Return every one of the following records word for word, changing nothing.

▽

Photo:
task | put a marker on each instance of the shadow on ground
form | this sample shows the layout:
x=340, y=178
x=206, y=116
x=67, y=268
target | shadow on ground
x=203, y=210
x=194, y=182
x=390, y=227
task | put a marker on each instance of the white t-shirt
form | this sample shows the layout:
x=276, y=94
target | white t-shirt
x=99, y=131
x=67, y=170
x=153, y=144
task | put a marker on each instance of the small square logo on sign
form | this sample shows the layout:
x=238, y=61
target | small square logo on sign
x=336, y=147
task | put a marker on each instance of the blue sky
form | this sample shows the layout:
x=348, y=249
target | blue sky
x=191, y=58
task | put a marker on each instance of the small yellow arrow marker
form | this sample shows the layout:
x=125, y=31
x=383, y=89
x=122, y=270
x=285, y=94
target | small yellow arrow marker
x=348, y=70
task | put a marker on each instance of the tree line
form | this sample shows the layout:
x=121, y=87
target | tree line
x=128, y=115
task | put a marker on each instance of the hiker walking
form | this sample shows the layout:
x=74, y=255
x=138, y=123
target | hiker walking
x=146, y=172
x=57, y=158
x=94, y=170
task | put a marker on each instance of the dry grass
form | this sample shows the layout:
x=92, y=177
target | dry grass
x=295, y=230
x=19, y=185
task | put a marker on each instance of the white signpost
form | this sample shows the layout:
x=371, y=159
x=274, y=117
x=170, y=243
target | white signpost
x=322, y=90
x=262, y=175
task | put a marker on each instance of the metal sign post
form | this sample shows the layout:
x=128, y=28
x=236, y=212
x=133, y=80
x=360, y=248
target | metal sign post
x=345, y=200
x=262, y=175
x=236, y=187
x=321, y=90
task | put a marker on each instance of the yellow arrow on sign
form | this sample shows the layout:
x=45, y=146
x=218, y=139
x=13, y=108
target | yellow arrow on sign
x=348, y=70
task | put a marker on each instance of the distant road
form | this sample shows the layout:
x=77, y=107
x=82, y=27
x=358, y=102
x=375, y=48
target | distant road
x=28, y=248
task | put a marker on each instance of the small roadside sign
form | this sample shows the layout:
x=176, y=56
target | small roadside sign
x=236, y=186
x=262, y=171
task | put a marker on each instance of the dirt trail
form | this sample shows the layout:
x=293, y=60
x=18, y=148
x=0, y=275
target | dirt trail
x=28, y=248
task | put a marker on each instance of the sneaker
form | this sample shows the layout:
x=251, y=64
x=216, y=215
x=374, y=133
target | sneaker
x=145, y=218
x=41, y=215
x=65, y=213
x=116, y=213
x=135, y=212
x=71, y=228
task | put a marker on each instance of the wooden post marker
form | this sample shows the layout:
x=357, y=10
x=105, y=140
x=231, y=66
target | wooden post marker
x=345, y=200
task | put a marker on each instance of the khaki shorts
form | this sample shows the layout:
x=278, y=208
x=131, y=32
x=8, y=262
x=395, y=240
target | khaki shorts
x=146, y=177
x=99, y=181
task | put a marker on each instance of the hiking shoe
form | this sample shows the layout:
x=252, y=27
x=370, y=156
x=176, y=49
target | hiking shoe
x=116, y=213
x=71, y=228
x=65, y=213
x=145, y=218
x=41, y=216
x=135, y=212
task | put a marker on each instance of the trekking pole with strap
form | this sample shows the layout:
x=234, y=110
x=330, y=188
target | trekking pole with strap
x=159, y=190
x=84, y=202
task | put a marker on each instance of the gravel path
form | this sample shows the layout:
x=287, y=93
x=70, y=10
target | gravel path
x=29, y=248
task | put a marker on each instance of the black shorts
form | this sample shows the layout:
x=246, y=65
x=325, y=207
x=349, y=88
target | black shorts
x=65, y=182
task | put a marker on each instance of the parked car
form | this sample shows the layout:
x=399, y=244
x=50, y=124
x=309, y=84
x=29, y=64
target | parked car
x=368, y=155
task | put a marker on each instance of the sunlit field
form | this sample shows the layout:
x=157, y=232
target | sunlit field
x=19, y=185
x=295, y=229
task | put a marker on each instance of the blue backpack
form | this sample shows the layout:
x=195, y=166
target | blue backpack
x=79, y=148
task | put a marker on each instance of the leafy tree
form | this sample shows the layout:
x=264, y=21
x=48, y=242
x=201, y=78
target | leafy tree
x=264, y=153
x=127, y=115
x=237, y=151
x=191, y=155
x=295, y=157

△

Output for this task:
Photo:
task | put a marker on each instance of the shadow on ground
form | this sample shows the layout:
x=340, y=178
x=206, y=116
x=67, y=268
target | shadow on ground
x=203, y=210
x=194, y=182
x=390, y=227
task | put a marker on each instance of the white t-shirt
form | this sample shows the layout:
x=276, y=94
target | white t-shirt
x=99, y=131
x=67, y=170
x=153, y=144
task | put a marker on each instance of the small square logo on sign
form | this sample shows the layout:
x=238, y=61
target | small square logo on sign
x=336, y=147
task | put a marker on each instance of the blue sky
form | this sample shows the layout:
x=348, y=249
target | blue sky
x=191, y=58
task | put a marker on each instance of the small yellow arrow marker
form | this sample shows the layout:
x=125, y=31
x=383, y=89
x=122, y=270
x=285, y=94
target | small yellow arrow marker
x=348, y=70
task | put a marker on each instance of the tree line
form | this sample shows the layout:
x=121, y=87
target | tree line
x=128, y=115
task | put a marker on each instance of the hiker walking
form | this sample shows the layout:
x=74, y=255
x=138, y=123
target | hiker walking
x=146, y=172
x=57, y=158
x=94, y=170
task | put a marker on each instance of the dry grass
form | this sample shows the layout:
x=92, y=177
target | dry grass
x=295, y=230
x=19, y=185
task | put a marker on each instance of the white signpost
form | this sample shows the layout:
x=371, y=159
x=274, y=117
x=170, y=243
target | white signpost
x=322, y=90
x=262, y=175
task | put a marker on each instance of the metal sign post
form | this sample shows the layout:
x=128, y=28
x=236, y=212
x=133, y=80
x=360, y=248
target | metal sign post
x=345, y=200
x=262, y=175
x=236, y=187
x=321, y=90
task | put a marker on each instance of the yellow arrow on sign
form | this sample shows the layout:
x=45, y=146
x=218, y=139
x=13, y=108
target | yellow arrow on sign
x=348, y=70
task | put a marker on each instance of the distant road
form | this sample shows the layout:
x=77, y=107
x=82, y=27
x=358, y=102
x=375, y=48
target | distant road
x=28, y=248
task | put a marker on each instance of the small roadside sign
form | this sample shows the layout:
x=176, y=56
target | small roadside sign
x=236, y=186
x=262, y=171
task | put a marker on each instance of the dirt trail
form | this sample shows the layout:
x=293, y=60
x=18, y=148
x=0, y=275
target | dirt trail
x=28, y=248
task | put a marker on each instance of the sneaker
form | this sample shows the layout:
x=251, y=64
x=216, y=215
x=374, y=133
target | sneaker
x=145, y=218
x=41, y=215
x=65, y=213
x=116, y=213
x=135, y=212
x=71, y=228
task | put a marker on each instance of the wooden post marker
form | this sample shows the layout:
x=357, y=10
x=105, y=140
x=231, y=66
target | wooden post marker
x=345, y=200
task | put a marker on each instance of the khaki shorts
form | this sample shows the layout:
x=278, y=208
x=131, y=32
x=8, y=262
x=395, y=240
target | khaki shorts
x=146, y=177
x=99, y=181
task | put a marker on each instance of the hiking shoe
form | this sample shows the layout:
x=252, y=27
x=370, y=156
x=176, y=49
target | hiking shoe
x=116, y=213
x=71, y=228
x=65, y=213
x=145, y=218
x=41, y=216
x=135, y=212
task | put a marker on each instance of the trekking pole with strap
form | this sample shows the layout:
x=234, y=110
x=330, y=188
target | trekking pole with strap
x=159, y=190
x=84, y=202
task | put a marker on each instance of the gravel path
form | this sample shows the layout:
x=287, y=93
x=70, y=10
target | gravel path
x=29, y=248
task | put a marker on each instance of the black shorts
form | this sample shows the layout:
x=246, y=65
x=325, y=207
x=349, y=88
target | black shorts
x=65, y=182
task | put a marker on each instance of the parked car
form | this sample shows the layout:
x=399, y=244
x=50, y=124
x=309, y=84
x=29, y=64
target | parked car
x=368, y=155
task | put a marker on each instance of the sunlit field
form | this sample shows the layout:
x=157, y=232
target | sunlit field
x=19, y=185
x=295, y=229
task | put a marker on each instance of the blue backpack
form | this sample shows the layout:
x=195, y=166
target | blue backpack
x=79, y=148
task | put a marker on each instance of the leafy tree
form | this sample shows the layout:
x=264, y=21
x=48, y=242
x=201, y=78
target | leafy tree
x=264, y=153
x=127, y=115
x=237, y=151
x=191, y=155
x=295, y=157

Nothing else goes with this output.